[Cerowrt-devel] deployed some cero this weekend, chasing checksums

David Lang david at lang.hm
Mon Jan 28 18:29:17 EST 2013


depending on your hardware, you may be seeing bogus checksums in outbound 
packets, but the packets on the wire have valid checksums because the hardware 
computes the checksums and sets them.

I know I've run into this one before when doing load testing.

David Lang

  On Mon, 28 Jan 2013, Robert Bradley wrote:

> It looks more like data corruption of various forms as opposed to a fault
> in checksumming:
>
> - Truncation of some layer-4 data including headers to 75 octets
> - Some bad TCP packets have stored header lengths of 0 octets
> - I often see lines of incrementing bytes (30 31 32 etc.).  For example,
> packet 962 has a train of values from 0x10 to 0x2f, starting at position
> 0x003a (the TCP timestamps).  I think these are meant to be fragments from
> the ping packets (which contain 8 octets then values 0x10 to 0x37), but
> these are straying into non-ICMP packets.

[Records from a dataset]
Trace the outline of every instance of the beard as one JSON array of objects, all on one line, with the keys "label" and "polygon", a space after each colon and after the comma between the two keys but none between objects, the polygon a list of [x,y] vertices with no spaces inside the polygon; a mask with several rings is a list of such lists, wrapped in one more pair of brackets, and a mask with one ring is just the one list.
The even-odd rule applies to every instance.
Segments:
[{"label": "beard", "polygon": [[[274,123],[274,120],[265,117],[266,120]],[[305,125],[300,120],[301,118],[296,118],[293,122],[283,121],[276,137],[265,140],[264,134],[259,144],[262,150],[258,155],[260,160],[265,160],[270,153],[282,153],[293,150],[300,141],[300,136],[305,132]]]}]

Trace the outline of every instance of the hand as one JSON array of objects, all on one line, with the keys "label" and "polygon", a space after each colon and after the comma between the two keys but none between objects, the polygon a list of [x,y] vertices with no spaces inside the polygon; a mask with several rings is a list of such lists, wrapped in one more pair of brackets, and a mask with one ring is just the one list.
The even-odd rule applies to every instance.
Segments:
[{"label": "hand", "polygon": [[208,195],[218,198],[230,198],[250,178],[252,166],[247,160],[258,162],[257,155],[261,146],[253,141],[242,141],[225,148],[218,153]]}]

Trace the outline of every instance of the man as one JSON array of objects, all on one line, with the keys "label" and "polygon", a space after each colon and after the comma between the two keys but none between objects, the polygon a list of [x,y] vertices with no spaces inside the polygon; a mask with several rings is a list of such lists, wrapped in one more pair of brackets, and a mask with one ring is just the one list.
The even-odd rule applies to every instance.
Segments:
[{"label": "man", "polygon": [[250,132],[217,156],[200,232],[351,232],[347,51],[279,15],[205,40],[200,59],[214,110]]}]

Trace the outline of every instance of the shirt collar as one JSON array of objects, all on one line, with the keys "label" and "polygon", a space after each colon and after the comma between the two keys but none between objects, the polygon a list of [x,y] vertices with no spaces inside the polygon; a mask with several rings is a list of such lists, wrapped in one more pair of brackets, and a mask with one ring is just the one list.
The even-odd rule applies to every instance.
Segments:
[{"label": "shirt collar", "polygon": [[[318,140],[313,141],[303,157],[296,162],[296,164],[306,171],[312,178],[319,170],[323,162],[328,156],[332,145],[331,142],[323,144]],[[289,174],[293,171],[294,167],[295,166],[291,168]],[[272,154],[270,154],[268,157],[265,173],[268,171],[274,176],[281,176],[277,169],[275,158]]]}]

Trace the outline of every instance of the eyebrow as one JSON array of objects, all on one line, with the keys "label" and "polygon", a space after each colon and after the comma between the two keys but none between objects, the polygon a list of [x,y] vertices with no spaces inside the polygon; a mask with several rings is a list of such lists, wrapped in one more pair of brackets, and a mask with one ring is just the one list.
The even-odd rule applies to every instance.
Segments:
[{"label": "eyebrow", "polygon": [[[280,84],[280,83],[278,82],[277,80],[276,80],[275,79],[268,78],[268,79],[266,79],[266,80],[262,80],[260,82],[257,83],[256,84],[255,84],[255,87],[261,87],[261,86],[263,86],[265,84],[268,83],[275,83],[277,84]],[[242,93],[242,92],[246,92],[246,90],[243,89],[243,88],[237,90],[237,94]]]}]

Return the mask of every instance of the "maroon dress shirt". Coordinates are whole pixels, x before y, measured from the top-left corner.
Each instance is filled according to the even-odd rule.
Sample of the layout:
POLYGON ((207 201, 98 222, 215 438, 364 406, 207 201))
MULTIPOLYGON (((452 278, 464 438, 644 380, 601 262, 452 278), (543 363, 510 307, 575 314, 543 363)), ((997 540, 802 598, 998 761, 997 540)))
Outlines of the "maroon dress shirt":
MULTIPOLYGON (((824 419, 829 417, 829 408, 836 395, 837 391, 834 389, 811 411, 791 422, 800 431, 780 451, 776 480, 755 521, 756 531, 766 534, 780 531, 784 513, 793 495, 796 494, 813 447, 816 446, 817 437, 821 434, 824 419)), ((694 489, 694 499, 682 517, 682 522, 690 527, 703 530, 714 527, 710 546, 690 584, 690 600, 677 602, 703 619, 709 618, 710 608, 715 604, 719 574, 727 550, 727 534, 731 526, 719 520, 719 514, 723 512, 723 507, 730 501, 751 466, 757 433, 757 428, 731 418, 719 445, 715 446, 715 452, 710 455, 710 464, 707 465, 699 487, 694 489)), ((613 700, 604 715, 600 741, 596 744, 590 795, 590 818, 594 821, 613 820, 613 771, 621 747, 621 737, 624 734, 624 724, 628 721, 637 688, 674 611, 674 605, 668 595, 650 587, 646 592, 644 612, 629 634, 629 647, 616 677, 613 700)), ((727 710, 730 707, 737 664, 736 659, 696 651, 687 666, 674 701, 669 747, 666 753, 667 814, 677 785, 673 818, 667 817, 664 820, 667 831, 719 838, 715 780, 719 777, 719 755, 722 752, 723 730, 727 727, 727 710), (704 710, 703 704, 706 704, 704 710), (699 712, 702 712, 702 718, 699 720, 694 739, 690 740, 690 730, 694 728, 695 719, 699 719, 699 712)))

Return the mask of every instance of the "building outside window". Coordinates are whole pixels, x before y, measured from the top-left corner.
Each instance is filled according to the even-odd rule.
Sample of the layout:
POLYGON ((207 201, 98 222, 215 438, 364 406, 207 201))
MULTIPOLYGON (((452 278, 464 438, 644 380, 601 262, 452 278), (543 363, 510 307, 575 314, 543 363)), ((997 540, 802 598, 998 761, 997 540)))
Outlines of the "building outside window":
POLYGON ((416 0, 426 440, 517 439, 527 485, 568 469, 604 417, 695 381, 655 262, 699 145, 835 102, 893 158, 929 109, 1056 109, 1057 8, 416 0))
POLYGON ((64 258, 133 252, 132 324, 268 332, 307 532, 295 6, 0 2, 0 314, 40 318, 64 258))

- [WHAT TO PRODUCE]
Copy the part of the mailing list post between "depending on your" and "doing load testing.", inclusive, word for word. These items were taken from a separate source, unrelated to the mailing list post.

- [EXERCISE RESULT]
depending on your hardware, you may be seeing bogus checksums in outbound 
packets, but the packets on the wire have valid checksums because the hardware 
computes the checksums and sets them.

I know I've run into this one before when doing load testing.